[AIM]: Copy everything in the items below, from the start down to the line containing "Target: building window", leaving any pictures out of your answer.

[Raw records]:
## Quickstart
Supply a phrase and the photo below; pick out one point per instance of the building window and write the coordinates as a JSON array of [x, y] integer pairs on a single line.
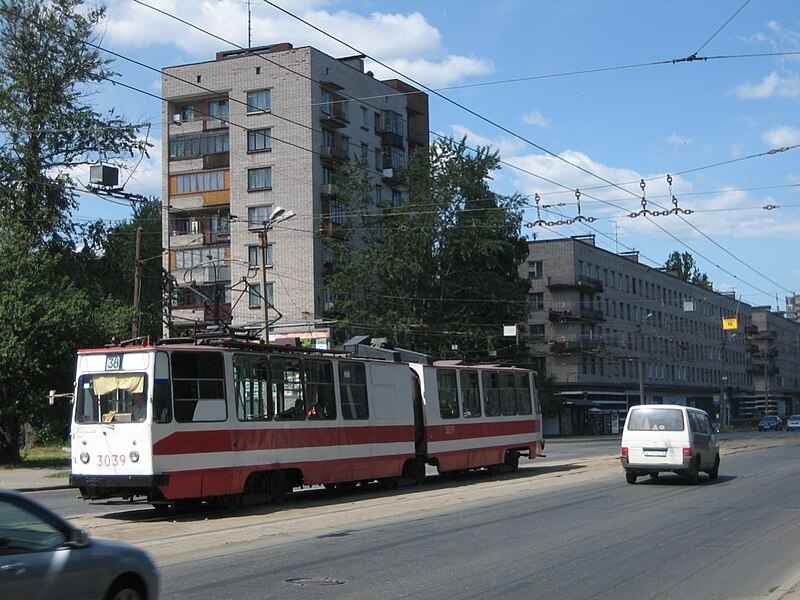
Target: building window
[[327, 102], [255, 297], [259, 140], [397, 198], [254, 256], [257, 216], [218, 111], [259, 101], [187, 112], [397, 157], [259, 179]]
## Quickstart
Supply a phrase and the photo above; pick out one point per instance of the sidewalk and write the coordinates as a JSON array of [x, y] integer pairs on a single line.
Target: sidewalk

[FULL ANSWER]:
## Quickstart
Supply a phrase and the photo below; pick out one point per instance of the building window and write the coordinates as a JSON array of [x, y] integer pairs on a single line.
Target: building window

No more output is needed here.